### Exercise
Copy the data precisely, keeping every character.

Coordinate annotation records:
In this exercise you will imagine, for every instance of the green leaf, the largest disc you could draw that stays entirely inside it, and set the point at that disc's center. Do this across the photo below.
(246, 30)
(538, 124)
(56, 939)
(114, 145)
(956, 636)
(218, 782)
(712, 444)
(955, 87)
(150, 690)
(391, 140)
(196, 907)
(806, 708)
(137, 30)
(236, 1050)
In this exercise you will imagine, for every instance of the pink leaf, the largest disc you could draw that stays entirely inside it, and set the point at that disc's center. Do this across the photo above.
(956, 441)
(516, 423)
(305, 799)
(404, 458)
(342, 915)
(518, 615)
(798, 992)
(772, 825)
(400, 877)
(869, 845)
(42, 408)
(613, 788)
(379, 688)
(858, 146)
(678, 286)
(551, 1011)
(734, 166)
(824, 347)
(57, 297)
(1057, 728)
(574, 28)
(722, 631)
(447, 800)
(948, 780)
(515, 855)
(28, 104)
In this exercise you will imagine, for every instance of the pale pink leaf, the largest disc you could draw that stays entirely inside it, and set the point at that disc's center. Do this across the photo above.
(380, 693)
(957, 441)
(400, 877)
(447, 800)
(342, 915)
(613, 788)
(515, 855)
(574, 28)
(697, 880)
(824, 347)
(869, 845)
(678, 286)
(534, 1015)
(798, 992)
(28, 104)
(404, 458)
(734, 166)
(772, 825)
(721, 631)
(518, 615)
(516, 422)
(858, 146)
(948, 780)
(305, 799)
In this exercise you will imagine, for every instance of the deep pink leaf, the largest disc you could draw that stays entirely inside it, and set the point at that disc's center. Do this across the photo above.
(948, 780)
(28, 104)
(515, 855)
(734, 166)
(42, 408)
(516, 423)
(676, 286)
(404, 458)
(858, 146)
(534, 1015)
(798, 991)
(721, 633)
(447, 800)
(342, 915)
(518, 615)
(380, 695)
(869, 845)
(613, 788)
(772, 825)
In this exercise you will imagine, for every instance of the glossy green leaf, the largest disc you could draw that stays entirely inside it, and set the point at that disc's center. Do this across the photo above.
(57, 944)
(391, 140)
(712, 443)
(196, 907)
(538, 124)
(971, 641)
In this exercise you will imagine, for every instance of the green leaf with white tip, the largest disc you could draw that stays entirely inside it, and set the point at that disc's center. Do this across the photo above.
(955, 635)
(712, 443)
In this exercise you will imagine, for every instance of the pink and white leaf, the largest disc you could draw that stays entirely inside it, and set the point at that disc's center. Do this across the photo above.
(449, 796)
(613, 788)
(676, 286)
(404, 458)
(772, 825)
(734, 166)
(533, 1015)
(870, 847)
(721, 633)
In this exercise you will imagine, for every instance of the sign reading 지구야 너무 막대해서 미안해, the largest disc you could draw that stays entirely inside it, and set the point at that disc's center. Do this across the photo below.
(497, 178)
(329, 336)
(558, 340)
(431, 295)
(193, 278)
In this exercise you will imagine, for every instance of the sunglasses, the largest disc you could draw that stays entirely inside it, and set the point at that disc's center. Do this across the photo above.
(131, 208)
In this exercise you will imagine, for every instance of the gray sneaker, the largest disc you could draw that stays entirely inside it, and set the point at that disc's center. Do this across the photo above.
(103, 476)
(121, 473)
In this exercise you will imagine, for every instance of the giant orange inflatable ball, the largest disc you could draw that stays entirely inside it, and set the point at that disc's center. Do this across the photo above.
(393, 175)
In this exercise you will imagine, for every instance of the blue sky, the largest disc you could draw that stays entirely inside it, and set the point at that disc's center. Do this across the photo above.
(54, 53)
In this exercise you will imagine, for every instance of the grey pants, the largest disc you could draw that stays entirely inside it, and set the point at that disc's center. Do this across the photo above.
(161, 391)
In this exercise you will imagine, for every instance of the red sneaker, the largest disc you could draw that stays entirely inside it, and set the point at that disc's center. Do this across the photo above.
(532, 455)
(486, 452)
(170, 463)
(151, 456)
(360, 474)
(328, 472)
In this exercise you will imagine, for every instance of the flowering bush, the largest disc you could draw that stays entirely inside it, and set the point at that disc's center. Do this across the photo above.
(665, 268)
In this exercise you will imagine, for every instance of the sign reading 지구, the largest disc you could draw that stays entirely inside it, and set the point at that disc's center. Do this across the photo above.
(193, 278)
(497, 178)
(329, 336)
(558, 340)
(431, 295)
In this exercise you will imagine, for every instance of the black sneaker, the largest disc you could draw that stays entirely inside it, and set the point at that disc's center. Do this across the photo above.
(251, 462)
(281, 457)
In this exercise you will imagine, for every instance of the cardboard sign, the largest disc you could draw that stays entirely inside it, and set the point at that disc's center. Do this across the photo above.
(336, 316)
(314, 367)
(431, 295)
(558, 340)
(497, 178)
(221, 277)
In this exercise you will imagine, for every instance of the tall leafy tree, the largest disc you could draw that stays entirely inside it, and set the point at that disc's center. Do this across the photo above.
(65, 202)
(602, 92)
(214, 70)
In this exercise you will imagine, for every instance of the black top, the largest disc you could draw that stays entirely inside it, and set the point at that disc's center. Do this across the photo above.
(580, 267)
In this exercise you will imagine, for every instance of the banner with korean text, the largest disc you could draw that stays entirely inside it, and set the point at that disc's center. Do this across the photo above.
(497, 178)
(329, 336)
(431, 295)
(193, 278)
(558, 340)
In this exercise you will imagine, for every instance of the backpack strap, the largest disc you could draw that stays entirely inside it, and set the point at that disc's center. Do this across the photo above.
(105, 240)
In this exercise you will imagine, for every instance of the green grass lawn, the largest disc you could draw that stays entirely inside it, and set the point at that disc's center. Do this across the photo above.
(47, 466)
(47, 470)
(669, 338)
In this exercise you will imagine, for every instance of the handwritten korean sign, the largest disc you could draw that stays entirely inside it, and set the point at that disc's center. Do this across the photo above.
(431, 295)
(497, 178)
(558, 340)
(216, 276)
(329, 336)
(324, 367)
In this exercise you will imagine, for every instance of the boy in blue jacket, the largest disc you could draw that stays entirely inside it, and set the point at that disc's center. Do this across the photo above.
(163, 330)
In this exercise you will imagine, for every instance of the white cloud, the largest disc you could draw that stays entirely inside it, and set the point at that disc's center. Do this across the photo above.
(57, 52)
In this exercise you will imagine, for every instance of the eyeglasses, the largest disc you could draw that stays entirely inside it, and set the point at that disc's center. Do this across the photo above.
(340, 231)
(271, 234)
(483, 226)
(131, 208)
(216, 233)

### Exercise result
In this exercise you will imagine, for every instance of the green leaf, the largest disc you could draw that stays entirely inside it, and set the point at that disc's center. Do this across the photo below.
(246, 30)
(538, 124)
(56, 939)
(114, 145)
(956, 636)
(218, 782)
(712, 444)
(955, 87)
(150, 690)
(391, 140)
(196, 907)
(806, 708)
(137, 30)
(236, 1050)
In this exercise you will imagine, for every instance of the pink leaf, the largest disc you could draw that stays entirely inside it, and set the point at that disc's center. Do this across the photo above.
(956, 441)
(516, 423)
(305, 799)
(404, 458)
(342, 915)
(518, 615)
(798, 992)
(772, 825)
(400, 877)
(869, 845)
(42, 408)
(613, 788)
(379, 688)
(858, 146)
(678, 286)
(551, 1011)
(734, 166)
(824, 347)
(57, 297)
(1057, 728)
(574, 28)
(722, 631)
(447, 800)
(948, 780)
(515, 855)
(28, 104)
In this exercise you will imagine, for every instance of the pale pink leaf, the largest disc you could draw that stays entirely inside it, and set the point at that disc's center. Do this across the photo above.
(380, 693)
(957, 441)
(400, 877)
(447, 800)
(342, 915)
(613, 788)
(515, 855)
(574, 28)
(697, 880)
(824, 347)
(869, 845)
(678, 286)
(534, 1015)
(798, 992)
(28, 104)
(404, 458)
(734, 166)
(772, 825)
(721, 631)
(518, 615)
(516, 422)
(858, 146)
(948, 780)
(305, 799)
In this exercise you will imagine, for every instance of the deep pink leaf, the largest disc you could draw that stays entirely inside it, and set the point at that disc's center. Do this across the photo above.
(948, 780)
(28, 104)
(515, 855)
(734, 166)
(42, 408)
(516, 423)
(676, 286)
(404, 458)
(858, 146)
(534, 1015)
(798, 991)
(721, 633)
(447, 800)
(342, 915)
(518, 615)
(380, 695)
(869, 845)
(613, 788)
(772, 825)
In this exercise you will imagine, for every instance of the glossy green leaf, the largest disc you could draw that stays entirely inside it, and set the point at that disc's center. Do this across the photo above.
(57, 944)
(391, 140)
(712, 443)
(196, 907)
(538, 124)
(971, 641)
In this exercise you will imagine, for every instance of the green leaf with white tip, the largest disc you could draw that stays entirely inside it, and set the point at that disc's center. Do this across the photo above.
(955, 635)
(712, 443)
In this exercise you will imagine, for every instance of the pink and white leaf, the largest disc you could draw that stays entirely inside it, and set the point at that disc's center. Do this across the photo above.
(449, 796)
(613, 788)
(676, 286)
(404, 458)
(772, 825)
(734, 166)
(533, 1015)
(870, 847)
(721, 633)
In this exercise you will imagine, for every instance of the sign reading 지구야 너무 막대해서 미안해, the largest disc you could draw that stays entirely inside it, and set the point at that disc's center. Do this across the photo below.
(497, 178)
(329, 336)
(558, 340)
(431, 295)
(193, 278)
In this exercise you will imagine, for every instance of the sunglasses, the largest disc you could draw that stays entirely inside it, and set the point at that disc's center. Do this across the photo above.
(131, 208)
In this exercise you will imagine, for every instance of the gray sneaker, the largest disc you could draw that stays entirely inside it, and set the point at that disc's center. Do this across the photo above.
(103, 476)
(121, 473)
In this exercise you will imagine, for every instance of the giant orange inflatable ball, the largest disc you could draw that stays entirely inside it, and set the point at that disc's center. Do this across the photo above.
(393, 175)
In this exercise you will imagine, for every instance of the blue sky, the largest disc you could draw that stays entirely inside it, and set the point at that disc's center. Do this across the photo above.
(54, 53)
In this exercise you will imagine, for every instance of the grey pants, the largest disc you could draw that stays entirely inside it, and set the point at that disc's center. Do this across the photo above.
(161, 391)
In this exercise you will imagine, for every instance of the red sneaker, the largest disc you could draw that stays entirely inside it, and set the point at that disc's center. Do this across the photo above.
(532, 455)
(486, 452)
(170, 463)
(151, 456)
(360, 474)
(328, 472)
In this exercise you will imagine, for every instance of the flowering bush, the largest disc you could draw that stays entirely inside it, and set the point at that disc's center. Do this across the photo above.
(665, 268)
In this exercise you will imagine, for every instance of the sign reading 지구, the largest disc you could draw that stays entirely inside it, and set the point at that disc's center. Do this across the photo above.
(193, 278)
(497, 178)
(329, 336)
(558, 340)
(431, 295)
In this exercise you will imagine, for every instance of the black sneaker, the largest disc you could draw that stays entirely inside it, and set the point at that disc's center. Do this across the photo above.
(251, 462)
(281, 457)
In this exercise you will imagine, for every instance of the cardboard sign, the largest disc you could draw that stays entirely inside it, and set the point at that disc's center. Do this across the photo above.
(336, 316)
(314, 367)
(431, 295)
(558, 340)
(497, 178)
(221, 277)
In this exercise you will imagine, for every instance of the tall leafy tree, the largest disc you could draw that stays entirely inside it, and set the point at that disc's center. Do this across the photo above.
(65, 202)
(602, 92)
(214, 70)
In this exercise you will imagine, for every instance of the black top, the largest disc you could draw that stays entirely inside it, and set the point at that disc's center. Do this across the photo above.
(580, 267)
In this exercise you will imagine, for every instance of the banner with korean text, the largest disc you could draw that stays entirely inside it, and set the point at that disc's center. Do this across the photo above.
(497, 178)
(329, 336)
(431, 295)
(193, 278)
(558, 340)
In this exercise you will imagine, for every instance of the backpack strap, the largest disc you could draw that stays entirely inside it, and set the point at that disc's center. Do this across the photo above.
(105, 240)
In this exercise you will imagine, for every instance of the green grass lawn, the largest disc you could draw that stays entirely inside it, and set the point at that disc's center. Do this across the photo above.
(47, 466)
(47, 470)
(669, 338)
In this exercise you will imagine, for every instance of the handwritten korean sign, the largest disc you could draw that stays entirely inside it, and set the point at that disc's center. Do this across the photo above.
(431, 295)
(497, 178)
(558, 340)
(216, 276)
(329, 336)
(324, 367)
In this exercise you will imagine, for every instance of the boy in blue jacket, the largest disc you could draw that stays entirely inside it, and set the point at that disc's center. Do this across the photo above.
(163, 330)
In this exercise you will imagine, for every instance of the white cloud, the largest disc you could draw that stays entirely inside it, and set the point at that disc's center. Do this across the photo above.
(57, 52)
In this exercise you will imagine, for every instance of the eyeglasses, the largest disc you could draw that stays entirely inside it, and set the point at that disc's center. Do this across the photo above.
(340, 231)
(271, 234)
(483, 226)
(131, 208)
(216, 233)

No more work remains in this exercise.